▸ WORK REQUIRED:
Go over the entries and report the lines where the word "follow" occurs.

*** Begin section ***

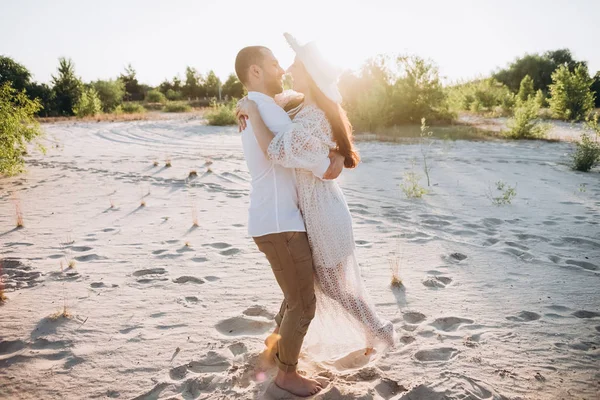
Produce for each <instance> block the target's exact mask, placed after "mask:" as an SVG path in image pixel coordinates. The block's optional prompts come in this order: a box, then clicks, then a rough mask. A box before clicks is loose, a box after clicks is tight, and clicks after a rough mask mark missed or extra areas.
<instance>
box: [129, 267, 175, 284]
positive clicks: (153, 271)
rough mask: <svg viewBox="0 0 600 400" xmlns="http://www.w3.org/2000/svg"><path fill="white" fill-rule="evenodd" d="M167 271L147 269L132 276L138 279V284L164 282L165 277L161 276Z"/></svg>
mask: <svg viewBox="0 0 600 400" xmlns="http://www.w3.org/2000/svg"><path fill="white" fill-rule="evenodd" d="M166 273H167V271H166V270H165V269H164V268H148V269H140V270H137V271H135V272H134V273H133V276H135V277H139V278H140V279H138V280H137V282H138V283H150V282H153V281H166V280H168V278H167V277H165V276H163V275H164V274H166Z"/></svg>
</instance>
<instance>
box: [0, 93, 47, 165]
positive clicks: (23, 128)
mask: <svg viewBox="0 0 600 400" xmlns="http://www.w3.org/2000/svg"><path fill="white" fill-rule="evenodd" d="M39 109H40V104H39V101H38V100H30V99H29V98H27V95H26V94H25V92H24V91H18V90H16V89H13V88H12V87H11V85H10V84H9V83H8V82H7V83H4V84H3V85H1V86H0V139H2V140H0V174H5V175H14V174H17V173H19V172H21V171H22V170H23V165H24V164H25V161H24V159H23V154H24V153H25V151H26V150H27V143H29V142H31V141H32V140H34V139H35V138H37V137H39V136H41V135H42V132H41V131H40V129H39V125H38V124H37V122H36V121H35V119H34V115H35V113H36V112H37V111H38V110H39ZM40 148H41V146H40ZM42 149H43V148H42Z"/></svg>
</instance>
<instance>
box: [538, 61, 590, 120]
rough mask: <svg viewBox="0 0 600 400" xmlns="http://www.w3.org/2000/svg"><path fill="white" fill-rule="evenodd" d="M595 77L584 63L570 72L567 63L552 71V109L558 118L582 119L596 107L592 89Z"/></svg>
mask: <svg viewBox="0 0 600 400" xmlns="http://www.w3.org/2000/svg"><path fill="white" fill-rule="evenodd" d="M592 83H593V79H591V78H590V76H589V74H588V70H587V68H586V67H585V66H584V65H579V66H577V67H576V68H575V71H573V72H570V71H569V68H567V66H566V65H562V66H560V67H559V68H558V69H557V70H556V71H554V73H552V84H551V85H550V99H549V100H548V102H549V103H550V109H551V110H552V113H553V115H554V116H555V117H556V118H559V119H563V120H575V121H580V120H582V119H585V118H586V117H587V116H588V115H589V113H590V111H592V109H593V108H594V94H593V93H592V91H591V90H590V86H591V85H592Z"/></svg>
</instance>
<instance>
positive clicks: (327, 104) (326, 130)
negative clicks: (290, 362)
mask: <svg viewBox="0 0 600 400" xmlns="http://www.w3.org/2000/svg"><path fill="white" fill-rule="evenodd" d="M285 36H286V39H287V40H288V42H289V43H290V45H291V46H292V48H293V50H294V51H295V52H296V59H295V61H294V64H293V65H292V66H291V67H290V68H289V70H288V73H290V74H291V75H292V76H293V79H294V90H295V91H297V92H300V93H302V94H303V95H304V101H303V105H302V107H301V108H300V109H299V111H298V107H295V108H294V109H293V110H292V111H291V112H290V114H293V115H294V124H293V126H292V128H290V129H289V130H288V131H286V132H282V133H280V134H278V135H277V136H275V135H273V133H272V132H271V131H270V130H269V129H268V128H267V126H266V125H265V123H264V122H263V120H262V118H261V116H260V113H259V112H258V109H257V106H256V104H255V103H254V102H253V101H251V100H248V99H243V100H242V101H240V103H239V104H238V115H240V116H244V117H246V118H248V119H249V120H250V122H251V123H252V127H253V130H254V134H255V136H256V138H257V141H258V143H259V144H260V146H261V148H262V150H263V151H264V152H265V154H266V155H267V157H268V158H270V159H271V160H272V161H273V162H275V163H278V164H281V165H283V166H284V167H287V168H295V169H296V180H297V183H296V185H297V190H298V198H299V205H300V210H301V211H302V214H303V217H304V221H305V224H306V231H307V235H308V239H309V242H310V246H311V249H312V254H313V264H314V268H315V282H316V296H317V315H316V317H315V319H314V320H313V322H312V324H311V327H310V328H309V332H308V335H307V338H306V339H307V340H306V342H305V343H307V348H308V350H309V351H310V352H311V354H312V355H313V356H314V355H317V356H319V355H321V356H322V358H324V359H325V358H331V357H339V356H341V355H347V354H348V352H349V351H353V350H358V349H366V352H365V354H369V353H370V352H371V351H372V350H373V349H374V348H378V349H382V348H387V347H389V346H393V345H394V338H395V332H394V327H393V325H392V323H391V322H389V321H385V320H383V319H381V318H379V317H378V315H377V313H376V312H375V309H374V307H373V306H372V304H371V302H370V301H369V298H368V295H367V293H366V290H365V288H364V285H363V282H362V279H361V277H360V271H359V267H358V264H357V262H356V258H355V255H354V235H353V232H352V217H351V215H350V211H349V209H348V205H347V203H346V200H345V198H344V195H343V193H342V191H341V189H340V187H339V186H338V184H337V183H336V182H335V181H327V180H322V179H319V178H318V177H316V176H315V175H314V173H313V171H314V169H315V167H317V166H318V165H323V164H322V162H323V160H325V159H327V158H328V155H329V151H330V150H332V149H334V150H336V151H337V152H339V153H340V154H341V155H343V156H344V158H345V160H344V166H345V167H346V168H354V167H356V165H357V164H358V163H359V161H360V158H359V155H358V153H357V151H356V150H355V148H354V146H353V144H352V127H351V125H350V123H349V121H348V118H347V117H346V113H345V112H344V110H343V109H342V107H341V106H340V103H341V100H342V99H341V95H340V93H339V91H338V89H337V84H336V81H337V73H336V71H335V70H334V69H333V68H331V67H330V66H329V65H328V64H327V63H325V62H324V60H323V58H322V57H321V56H320V53H319V52H318V50H317V49H316V47H315V45H314V44H313V43H309V44H307V45H305V46H300V45H298V43H297V42H296V41H295V39H294V38H293V37H291V36H290V35H289V34H286V35H285ZM334 332H335V334H333V333H334Z"/></svg>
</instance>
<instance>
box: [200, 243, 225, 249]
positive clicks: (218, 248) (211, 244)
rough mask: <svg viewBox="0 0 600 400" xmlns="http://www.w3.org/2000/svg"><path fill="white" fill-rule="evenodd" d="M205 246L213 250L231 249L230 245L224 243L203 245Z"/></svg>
mask: <svg viewBox="0 0 600 400" xmlns="http://www.w3.org/2000/svg"><path fill="white" fill-rule="evenodd" d="M205 246H211V247H214V248H215V249H226V248H228V247H231V245H230V244H229V243H224V242H217V243H208V244H205Z"/></svg>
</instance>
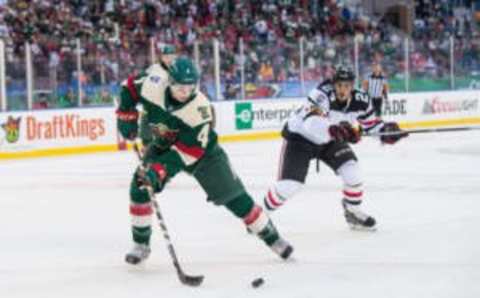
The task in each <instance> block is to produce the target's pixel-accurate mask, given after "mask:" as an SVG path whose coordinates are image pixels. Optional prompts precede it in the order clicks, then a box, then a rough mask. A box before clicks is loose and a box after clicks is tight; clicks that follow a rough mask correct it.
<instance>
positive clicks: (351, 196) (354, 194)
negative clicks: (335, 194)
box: [343, 190, 363, 198]
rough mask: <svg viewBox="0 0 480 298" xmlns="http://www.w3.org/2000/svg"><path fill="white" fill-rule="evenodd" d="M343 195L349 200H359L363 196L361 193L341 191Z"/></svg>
mask: <svg viewBox="0 0 480 298" xmlns="http://www.w3.org/2000/svg"><path fill="white" fill-rule="evenodd" d="M343 194H344V195H345V196H347V197H349V198H359V197H361V196H362V195H363V191H359V192H351V191H346V190H344V191H343Z"/></svg>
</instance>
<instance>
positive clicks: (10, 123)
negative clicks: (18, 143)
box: [1, 116, 21, 143]
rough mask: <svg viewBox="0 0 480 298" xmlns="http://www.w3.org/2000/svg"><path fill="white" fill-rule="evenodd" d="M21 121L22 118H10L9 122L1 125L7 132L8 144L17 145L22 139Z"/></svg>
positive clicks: (11, 116)
mask: <svg viewBox="0 0 480 298" xmlns="http://www.w3.org/2000/svg"><path fill="white" fill-rule="evenodd" d="M20 120H21V117H18V118H16V119H15V118H13V117H12V116H8V119H7V122H5V123H2V124H1V126H2V128H3V130H5V139H6V140H7V142H9V143H15V142H17V141H18V139H19V138H20Z"/></svg>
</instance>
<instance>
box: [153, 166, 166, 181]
mask: <svg viewBox="0 0 480 298" xmlns="http://www.w3.org/2000/svg"><path fill="white" fill-rule="evenodd" d="M152 169H153V170H154V171H155V172H156V173H157V175H158V178H160V180H164V179H165V177H167V170H166V169H165V167H164V166H163V165H162V164H160V163H154V164H152Z"/></svg>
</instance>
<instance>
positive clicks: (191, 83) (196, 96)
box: [117, 57, 293, 264]
mask: <svg viewBox="0 0 480 298" xmlns="http://www.w3.org/2000/svg"><path fill="white" fill-rule="evenodd" d="M169 74H170V82H169V83H168V84H165V83H164V82H162V80H159V78H158V76H157V75H156V73H155V72H152V73H150V74H148V75H144V76H141V77H137V78H129V79H128V80H127V84H126V85H125V86H124V87H123V88H122V90H121V102H120V106H119V109H118V110H117V116H118V129H119V131H120V133H121V134H122V135H123V136H124V137H125V138H127V139H130V140H133V139H134V138H135V137H136V135H137V129H138V124H137V119H138V112H137V110H136V106H137V105H138V104H141V105H142V106H143V109H144V110H145V111H146V112H147V114H146V115H147V118H148V123H149V125H150V126H151V127H152V136H153V139H152V141H151V143H150V145H149V146H148V147H147V150H146V151H145V156H144V161H145V162H146V165H147V166H146V169H145V170H142V168H138V169H137V171H136V172H135V173H134V175H133V179H132V182H131V185H130V214H131V218H132V237H133V242H134V246H133V249H132V250H131V251H130V252H129V253H127V255H126V261H127V262H128V263H130V264H138V263H140V262H141V261H143V260H145V259H146V258H147V257H148V256H149V254H150V246H149V242H150V236H151V234H152V229H151V218H152V213H153V210H152V204H151V198H150V197H149V195H148V192H147V190H145V187H143V186H145V185H149V186H151V187H152V188H153V189H154V191H155V192H156V193H159V192H161V191H162V189H163V188H164V186H165V184H166V183H168V181H169V180H171V179H172V178H173V177H174V176H175V175H176V174H177V173H179V172H181V171H184V172H187V173H188V174H190V175H192V176H193V177H194V178H195V179H196V180H197V181H198V183H199V184H200V186H201V187H202V188H203V190H204V191H205V192H206V194H207V200H208V201H210V202H212V203H214V204H216V205H219V206H225V207H226V208H227V209H228V210H229V211H230V212H232V213H233V214H234V215H235V216H236V217H238V218H240V219H242V220H243V222H244V223H245V225H246V226H247V228H248V229H249V230H250V231H252V232H253V233H254V234H256V235H257V236H258V237H259V238H260V239H261V240H262V241H263V242H265V243H266V245H267V246H269V247H270V248H271V249H272V250H273V251H274V252H275V253H276V254H277V255H279V256H280V257H281V258H283V259H287V258H288V257H289V256H290V255H291V253H292V251H293V247H292V246H291V245H290V244H289V243H288V242H287V241H285V240H284V239H283V238H282V237H281V236H280V235H279V233H278V231H277V229H276V228H275V226H274V225H273V223H272V221H271V220H270V219H269V217H268V215H267V213H266V212H264V210H263V209H262V208H261V207H260V206H259V205H257V204H256V203H255V202H254V201H253V199H252V198H251V196H250V195H249V194H248V193H247V192H246V190H245V188H244V186H243V183H242V181H241V180H240V178H239V177H238V176H236V175H235V172H234V171H233V170H232V168H231V166H230V163H229V160H228V157H227V155H226V153H225V151H224V150H223V149H222V148H221V147H220V145H219V144H218V142H217V134H216V133H215V131H214V130H213V127H212V125H213V121H214V119H213V113H212V108H211V105H210V102H209V101H208V99H207V98H206V96H205V95H203V94H202V93H201V92H200V91H198V90H197V83H198V72H197V70H196V68H195V66H194V65H193V63H192V61H191V60H190V59H188V58H184V57H180V58H177V59H176V60H175V62H174V63H173V64H172V66H171V67H170V70H169Z"/></svg>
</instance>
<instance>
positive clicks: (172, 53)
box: [160, 44, 177, 55]
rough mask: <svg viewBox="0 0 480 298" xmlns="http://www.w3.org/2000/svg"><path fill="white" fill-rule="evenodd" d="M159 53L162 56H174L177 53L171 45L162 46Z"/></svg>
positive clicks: (175, 48)
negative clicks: (164, 55) (165, 55)
mask: <svg viewBox="0 0 480 298" xmlns="http://www.w3.org/2000/svg"><path fill="white" fill-rule="evenodd" d="M160 53H162V55H175V54H176V53H177V49H176V48H175V46H174V45H172V44H163V45H162V46H161V47H160Z"/></svg>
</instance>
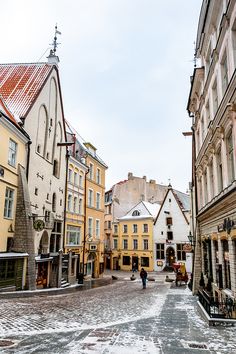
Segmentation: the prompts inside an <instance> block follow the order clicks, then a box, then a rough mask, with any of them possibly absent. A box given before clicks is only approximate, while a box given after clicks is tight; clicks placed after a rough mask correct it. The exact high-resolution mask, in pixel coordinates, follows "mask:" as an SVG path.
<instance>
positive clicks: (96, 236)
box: [95, 219, 100, 238]
mask: <svg viewBox="0 0 236 354" xmlns="http://www.w3.org/2000/svg"><path fill="white" fill-rule="evenodd" d="M95 225H96V229H95V233H96V238H99V237H100V220H99V219H96V223H95Z"/></svg>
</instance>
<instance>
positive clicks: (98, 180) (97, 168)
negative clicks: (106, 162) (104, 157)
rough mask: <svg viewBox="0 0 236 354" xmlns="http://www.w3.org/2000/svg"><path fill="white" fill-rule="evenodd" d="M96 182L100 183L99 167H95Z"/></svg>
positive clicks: (98, 183) (100, 174)
mask: <svg viewBox="0 0 236 354" xmlns="http://www.w3.org/2000/svg"><path fill="white" fill-rule="evenodd" d="M96 182H97V184H100V183H101V170H100V168H97V173H96Z"/></svg>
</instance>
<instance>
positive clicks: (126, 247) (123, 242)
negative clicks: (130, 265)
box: [123, 239, 128, 250]
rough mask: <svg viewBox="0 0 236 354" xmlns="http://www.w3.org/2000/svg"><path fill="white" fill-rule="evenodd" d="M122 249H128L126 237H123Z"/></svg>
mask: <svg viewBox="0 0 236 354" xmlns="http://www.w3.org/2000/svg"><path fill="white" fill-rule="evenodd" d="M123 249H124V250H127V249H128V240H127V239H124V240H123Z"/></svg>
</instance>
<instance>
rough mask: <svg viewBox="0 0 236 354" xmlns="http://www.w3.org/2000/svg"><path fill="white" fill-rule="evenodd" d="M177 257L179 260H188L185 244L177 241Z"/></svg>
mask: <svg viewBox="0 0 236 354" xmlns="http://www.w3.org/2000/svg"><path fill="white" fill-rule="evenodd" d="M177 258H178V261H186V253H185V252H184V251H183V245H182V244H181V243H177Z"/></svg>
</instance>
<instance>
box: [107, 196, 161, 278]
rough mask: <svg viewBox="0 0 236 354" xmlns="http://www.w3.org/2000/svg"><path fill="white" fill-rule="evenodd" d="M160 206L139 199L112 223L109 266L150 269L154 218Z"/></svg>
mask: <svg viewBox="0 0 236 354" xmlns="http://www.w3.org/2000/svg"><path fill="white" fill-rule="evenodd" d="M159 208H160V205H159V204H151V203H149V202H143V201H141V202H140V203H138V204H137V205H136V206H134V207H133V208H132V209H131V210H130V211H129V212H128V213H127V214H126V215H125V216H123V217H120V218H118V221H117V222H114V223H113V236H112V238H113V245H112V269H114V270H119V269H120V270H124V271H132V270H134V271H140V270H141V268H144V269H145V270H146V271H153V269H154V263H153V260H154V256H153V222H154V219H155V217H156V215H157V213H158V210H159Z"/></svg>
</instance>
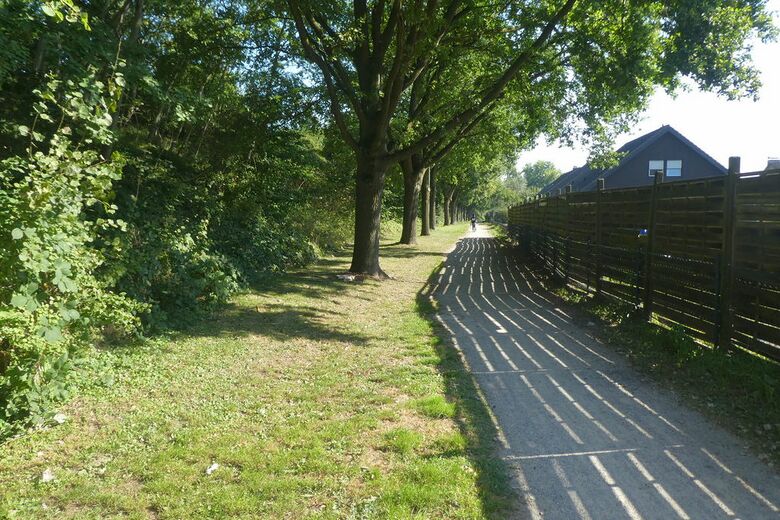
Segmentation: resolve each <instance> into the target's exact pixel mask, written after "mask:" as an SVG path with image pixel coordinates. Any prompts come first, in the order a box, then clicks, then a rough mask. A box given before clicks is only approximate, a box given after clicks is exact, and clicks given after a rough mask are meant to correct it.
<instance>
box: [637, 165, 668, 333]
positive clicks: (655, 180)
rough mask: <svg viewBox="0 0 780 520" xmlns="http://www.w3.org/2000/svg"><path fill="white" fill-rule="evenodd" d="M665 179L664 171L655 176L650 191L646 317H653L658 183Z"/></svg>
mask: <svg viewBox="0 0 780 520" xmlns="http://www.w3.org/2000/svg"><path fill="white" fill-rule="evenodd" d="M663 181H664V174H663V172H662V171H656V172H655V175H654V176H653V189H652V191H651V192H650V221H649V223H648V228H647V247H646V248H645V269H644V271H645V297H644V301H643V302H642V307H643V309H644V314H645V319H646V320H648V321H650V318H652V317H653V254H655V213H656V210H657V207H658V185H659V184H661V183H662V182H663Z"/></svg>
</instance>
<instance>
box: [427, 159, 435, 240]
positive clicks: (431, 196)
mask: <svg viewBox="0 0 780 520" xmlns="http://www.w3.org/2000/svg"><path fill="white" fill-rule="evenodd" d="M428 179H429V181H430V190H429V197H428V200H429V201H430V205H429V207H428V210H429V212H430V213H429V217H428V225H429V227H430V230H431V231H433V230H434V229H436V167H435V166H432V167H430V168H428Z"/></svg>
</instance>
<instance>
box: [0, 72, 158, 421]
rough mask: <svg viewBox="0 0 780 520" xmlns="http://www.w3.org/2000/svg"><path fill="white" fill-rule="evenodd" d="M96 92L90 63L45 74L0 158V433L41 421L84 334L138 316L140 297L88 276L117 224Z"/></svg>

*** End section ***

▸ FINISHED TASK:
The task in each <instance> block is to produce the target's pixel-accurate mask, given after "mask:" as an SVG path whose coordinates are image pixels. Optional prompts precede it in the order clicks, then a box, then a rough mask. A box before clicks is loose and a box after clicks is tight; clicks that follow a rough mask correct it.
Segmentation: the prompts inside an <instance> block follow the order clicks, then a box, then a rough mask, with any of them possibly absent. A box given before clicks is only approximate, while a box given after clicks is tight; clicks placed after a rough mask correct it. The exact high-resolution mask, in pixel coordinates, follows "mask:" as an SVG path.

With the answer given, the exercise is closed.